Set exercise 1 –
Answer these questions from the filing extract below.
(a) On what date was the Third Amendment to the Business Combination Agreement made?
(b) Which company is the surviving company in the Merger?
(c) What will GigCapital5 be renamed as?

Text extract –
※

Item 1.01 |
Entry into a Material Definitive Agreement. |
As previously disclosed in a Current Report on Form 8-K that GigCapital5, Inc., a Delaware corporation (“GigCapital5”), filed with the U.S. Securities and Exchange Commission (the “SEC”) on December 8, 2022, GigCapital5, QTI Merger Sub, Inc., a Delaware corporation and wholly owned subsidiary of GigCapital5 (“Merger Sub”), and QT Imaging, Inc., a Delaware corporation (“QT Imaging” or the “Company”) entered into the Business Combination Agreement on December 8, 2022, as amended by the First Amendment on May 5, 2023, the Second Amendment on September 21, 2023, the Third Amendment on November 10, 2023, and the Fourth Amendment on November 22, 2023 (as amended, the “BCA,” and the transactions contemplated thereby, the “Business Combination”). Pursuant to the terms of the BCA, Merger Sub will merge with and into QT Imaging (the “Merger”), with QT Imaging as the surviving company in the Merger (the “Surviving Corporation”), and after giving effect to the Merger, the Surviving Corporation will be a wholly owned subsidiary of GigCapital5, which will be renamed as QT Imaging Holdings, Inc. (“QTI Holdings”).

※

Set exercise 2 –
How many lines of the rows below contain the string "jersey"? Give only the number.

Data supplied –
※

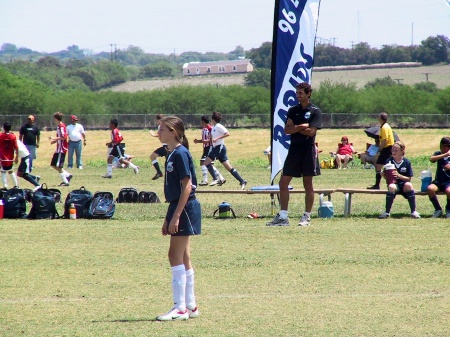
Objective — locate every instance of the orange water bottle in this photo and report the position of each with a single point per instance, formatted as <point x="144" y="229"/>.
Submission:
<point x="72" y="212"/>
<point x="1" y="208"/>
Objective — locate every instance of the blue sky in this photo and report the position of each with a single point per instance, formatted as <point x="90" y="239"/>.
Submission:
<point x="208" y="25"/>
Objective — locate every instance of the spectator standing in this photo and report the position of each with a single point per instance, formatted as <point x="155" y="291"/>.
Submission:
<point x="116" y="150"/>
<point x="219" y="151"/>
<point x="302" y="123"/>
<point x="183" y="218"/>
<point x="30" y="135"/>
<point x="8" y="154"/>
<point x="207" y="142"/>
<point x="442" y="178"/>
<point x="23" y="170"/>
<point x="77" y="139"/>
<point x="386" y="142"/>
<point x="61" y="149"/>
<point x="403" y="173"/>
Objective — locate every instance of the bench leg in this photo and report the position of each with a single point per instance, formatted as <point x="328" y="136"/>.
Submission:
<point x="348" y="204"/>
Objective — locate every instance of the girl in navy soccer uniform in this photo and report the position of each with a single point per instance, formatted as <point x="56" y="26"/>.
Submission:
<point x="403" y="186"/>
<point x="183" y="217"/>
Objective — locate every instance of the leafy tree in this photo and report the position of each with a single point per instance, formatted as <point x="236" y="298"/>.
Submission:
<point x="258" y="78"/>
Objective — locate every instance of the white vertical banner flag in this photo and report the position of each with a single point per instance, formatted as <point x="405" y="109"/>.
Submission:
<point x="294" y="34"/>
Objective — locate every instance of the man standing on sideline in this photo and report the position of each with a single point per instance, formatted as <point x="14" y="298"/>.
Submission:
<point x="30" y="134"/>
<point x="386" y="142"/>
<point x="76" y="135"/>
<point x="302" y="123"/>
<point x="61" y="149"/>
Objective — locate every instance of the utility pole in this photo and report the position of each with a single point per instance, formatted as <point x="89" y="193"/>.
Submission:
<point x="426" y="75"/>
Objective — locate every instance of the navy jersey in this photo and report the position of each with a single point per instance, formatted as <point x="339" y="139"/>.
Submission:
<point x="311" y="115"/>
<point x="179" y="164"/>
<point x="404" y="167"/>
<point x="442" y="176"/>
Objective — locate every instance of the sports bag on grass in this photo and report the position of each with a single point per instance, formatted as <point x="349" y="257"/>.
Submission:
<point x="225" y="211"/>
<point x="15" y="204"/>
<point x="81" y="199"/>
<point x="43" y="204"/>
<point x="128" y="194"/>
<point x="147" y="197"/>
<point x="102" y="206"/>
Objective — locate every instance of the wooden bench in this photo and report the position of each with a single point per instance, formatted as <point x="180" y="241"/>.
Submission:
<point x="350" y="191"/>
<point x="272" y="193"/>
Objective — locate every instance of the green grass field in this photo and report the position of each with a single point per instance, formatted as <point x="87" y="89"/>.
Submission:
<point x="355" y="276"/>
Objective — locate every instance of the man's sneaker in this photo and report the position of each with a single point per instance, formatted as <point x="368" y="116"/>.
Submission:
<point x="437" y="213"/>
<point x="157" y="176"/>
<point x="415" y="215"/>
<point x="173" y="315"/>
<point x="384" y="215"/>
<point x="305" y="220"/>
<point x="193" y="313"/>
<point x="277" y="221"/>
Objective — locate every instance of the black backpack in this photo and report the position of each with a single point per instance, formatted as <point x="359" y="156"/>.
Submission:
<point x="15" y="204"/>
<point x="148" y="197"/>
<point x="43" y="204"/>
<point x="102" y="206"/>
<point x="128" y="194"/>
<point x="81" y="199"/>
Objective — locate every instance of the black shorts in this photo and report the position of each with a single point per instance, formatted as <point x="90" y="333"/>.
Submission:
<point x="385" y="154"/>
<point x="24" y="165"/>
<point x="190" y="220"/>
<point x="117" y="151"/>
<point x="441" y="186"/>
<point x="301" y="161"/>
<point x="161" y="151"/>
<point x="58" y="159"/>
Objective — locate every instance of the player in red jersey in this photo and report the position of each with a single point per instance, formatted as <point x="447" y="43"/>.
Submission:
<point x="117" y="151"/>
<point x="61" y="149"/>
<point x="8" y="154"/>
<point x="207" y="142"/>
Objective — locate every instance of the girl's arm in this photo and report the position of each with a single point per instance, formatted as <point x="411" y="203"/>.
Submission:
<point x="185" y="192"/>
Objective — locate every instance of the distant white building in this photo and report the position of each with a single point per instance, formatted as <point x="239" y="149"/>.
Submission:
<point x="217" y="67"/>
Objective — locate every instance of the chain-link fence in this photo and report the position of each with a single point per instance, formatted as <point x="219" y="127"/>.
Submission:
<point x="140" y="121"/>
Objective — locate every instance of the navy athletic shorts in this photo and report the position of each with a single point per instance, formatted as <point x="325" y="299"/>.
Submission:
<point x="301" y="160"/>
<point x="190" y="220"/>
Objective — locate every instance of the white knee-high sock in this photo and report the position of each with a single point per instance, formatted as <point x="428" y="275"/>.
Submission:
<point x="14" y="178"/>
<point x="179" y="286"/>
<point x="190" y="296"/>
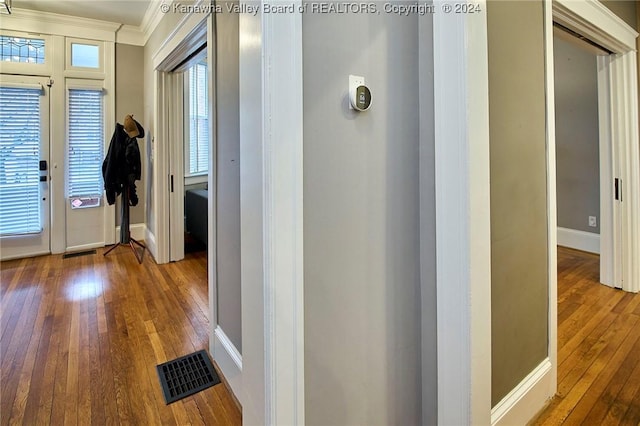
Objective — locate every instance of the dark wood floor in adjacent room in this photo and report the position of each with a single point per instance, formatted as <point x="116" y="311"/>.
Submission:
<point x="598" y="348"/>
<point x="80" y="339"/>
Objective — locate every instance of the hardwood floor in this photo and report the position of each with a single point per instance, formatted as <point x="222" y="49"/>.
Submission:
<point x="80" y="339"/>
<point x="598" y="348"/>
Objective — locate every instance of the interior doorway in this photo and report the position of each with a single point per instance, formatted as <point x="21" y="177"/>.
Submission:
<point x="594" y="22"/>
<point x="583" y="150"/>
<point x="189" y="160"/>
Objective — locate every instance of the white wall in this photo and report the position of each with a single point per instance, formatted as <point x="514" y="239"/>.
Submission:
<point x="361" y="222"/>
<point x="250" y="82"/>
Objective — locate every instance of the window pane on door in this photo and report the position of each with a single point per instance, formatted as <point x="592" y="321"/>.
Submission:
<point x="19" y="49"/>
<point x="19" y="161"/>
<point x="85" y="142"/>
<point x="198" y="162"/>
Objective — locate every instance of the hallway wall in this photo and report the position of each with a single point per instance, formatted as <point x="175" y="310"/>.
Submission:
<point x="361" y="222"/>
<point x="519" y="270"/>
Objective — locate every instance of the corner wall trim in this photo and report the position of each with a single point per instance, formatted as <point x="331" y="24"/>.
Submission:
<point x="229" y="360"/>
<point x="150" y="242"/>
<point x="526" y="399"/>
<point x="580" y="240"/>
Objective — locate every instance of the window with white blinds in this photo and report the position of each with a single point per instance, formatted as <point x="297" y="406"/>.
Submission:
<point x="19" y="161"/>
<point x="198" y="155"/>
<point x="86" y="142"/>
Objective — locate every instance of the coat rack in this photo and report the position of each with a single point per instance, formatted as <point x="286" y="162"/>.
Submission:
<point x="125" y="233"/>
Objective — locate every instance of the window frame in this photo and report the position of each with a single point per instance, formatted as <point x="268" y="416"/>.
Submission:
<point x="83" y="84"/>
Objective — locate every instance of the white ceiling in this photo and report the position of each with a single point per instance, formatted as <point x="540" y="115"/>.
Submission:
<point x="129" y="12"/>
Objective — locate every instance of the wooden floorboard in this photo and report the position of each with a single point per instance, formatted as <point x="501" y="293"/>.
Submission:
<point x="80" y="339"/>
<point x="598" y="348"/>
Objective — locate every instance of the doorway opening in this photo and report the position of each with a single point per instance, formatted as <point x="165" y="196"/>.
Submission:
<point x="617" y="71"/>
<point x="583" y="149"/>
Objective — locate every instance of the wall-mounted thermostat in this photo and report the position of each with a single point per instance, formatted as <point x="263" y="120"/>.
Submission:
<point x="359" y="94"/>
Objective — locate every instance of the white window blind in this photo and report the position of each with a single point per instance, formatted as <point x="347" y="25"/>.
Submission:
<point x="86" y="139"/>
<point x="19" y="161"/>
<point x="198" y="121"/>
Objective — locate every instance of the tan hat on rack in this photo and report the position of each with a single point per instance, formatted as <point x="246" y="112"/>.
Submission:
<point x="130" y="127"/>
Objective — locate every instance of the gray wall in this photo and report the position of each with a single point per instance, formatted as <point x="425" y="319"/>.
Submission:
<point x="228" y="176"/>
<point x="428" y="225"/>
<point x="130" y="100"/>
<point x="577" y="139"/>
<point x="518" y="192"/>
<point x="625" y="9"/>
<point x="361" y="222"/>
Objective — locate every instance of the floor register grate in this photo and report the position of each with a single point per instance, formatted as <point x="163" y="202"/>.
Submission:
<point x="186" y="375"/>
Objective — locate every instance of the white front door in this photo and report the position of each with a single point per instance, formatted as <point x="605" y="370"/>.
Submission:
<point x="24" y="167"/>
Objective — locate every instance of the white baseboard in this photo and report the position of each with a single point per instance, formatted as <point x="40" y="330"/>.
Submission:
<point x="229" y="360"/>
<point x="579" y="240"/>
<point x="138" y="231"/>
<point x="526" y="399"/>
<point x="84" y="247"/>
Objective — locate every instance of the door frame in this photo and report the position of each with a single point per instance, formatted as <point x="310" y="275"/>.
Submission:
<point x="593" y="20"/>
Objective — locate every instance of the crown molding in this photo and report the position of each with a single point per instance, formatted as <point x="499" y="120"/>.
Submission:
<point x="129" y="34"/>
<point x="56" y="24"/>
<point x="152" y="18"/>
<point x="27" y="20"/>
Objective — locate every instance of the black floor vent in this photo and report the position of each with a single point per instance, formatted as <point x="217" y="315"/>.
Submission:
<point x="186" y="375"/>
<point x="78" y="253"/>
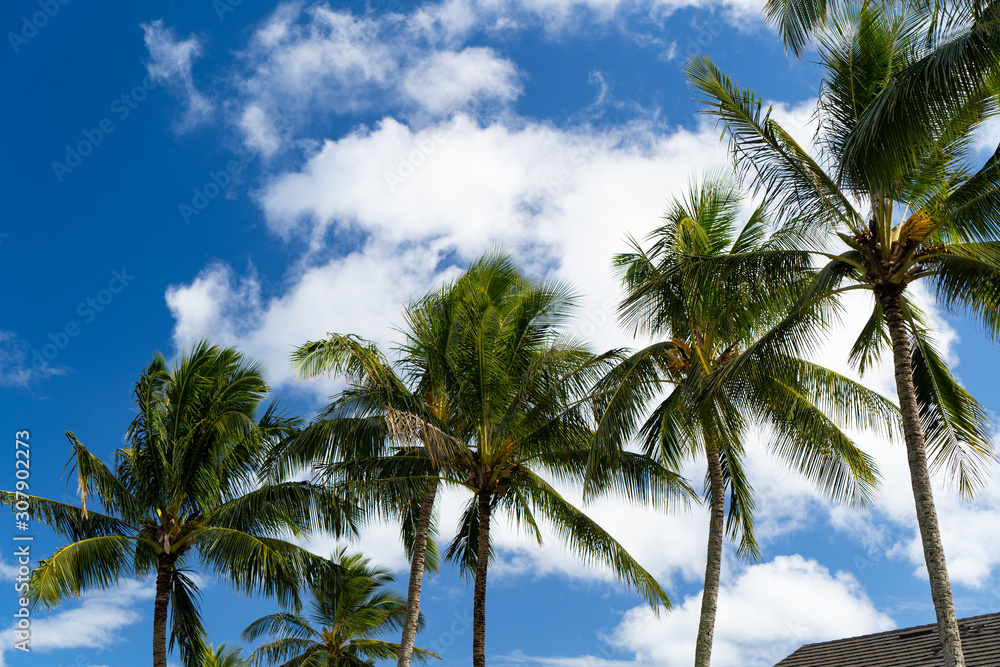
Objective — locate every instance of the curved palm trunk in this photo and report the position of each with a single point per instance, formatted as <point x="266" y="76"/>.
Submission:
<point x="163" y="575"/>
<point x="416" y="576"/>
<point x="479" y="597"/>
<point x="930" y="536"/>
<point x="713" y="567"/>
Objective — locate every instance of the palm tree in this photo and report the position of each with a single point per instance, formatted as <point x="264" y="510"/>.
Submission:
<point x="347" y="613"/>
<point x="223" y="656"/>
<point x="958" y="57"/>
<point x="947" y="236"/>
<point x="389" y="416"/>
<point x="184" y="493"/>
<point x="486" y="395"/>
<point x="521" y="400"/>
<point x="710" y="325"/>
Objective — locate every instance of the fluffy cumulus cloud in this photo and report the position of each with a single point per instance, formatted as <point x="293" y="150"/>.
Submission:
<point x="562" y="200"/>
<point x="389" y="210"/>
<point x="765" y="612"/>
<point x="317" y="57"/>
<point x="170" y="64"/>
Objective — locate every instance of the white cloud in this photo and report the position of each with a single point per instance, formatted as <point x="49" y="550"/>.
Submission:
<point x="766" y="611"/>
<point x="445" y="80"/>
<point x="16" y="369"/>
<point x="171" y="65"/>
<point x="95" y="622"/>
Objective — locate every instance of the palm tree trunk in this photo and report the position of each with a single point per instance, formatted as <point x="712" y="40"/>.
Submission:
<point x="416" y="576"/>
<point x="479" y="596"/>
<point x="930" y="536"/>
<point x="163" y="577"/>
<point x="713" y="567"/>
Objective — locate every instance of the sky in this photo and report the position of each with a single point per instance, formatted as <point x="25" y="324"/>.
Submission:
<point x="261" y="174"/>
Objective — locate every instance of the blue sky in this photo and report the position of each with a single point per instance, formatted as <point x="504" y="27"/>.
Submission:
<point x="261" y="174"/>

※

Finished answer 1 –
(a) November 10, 2023
(b) QT Imaging, Inc.
(c) QT Imaging Holdings, Inc.

Finished answer 2 –
2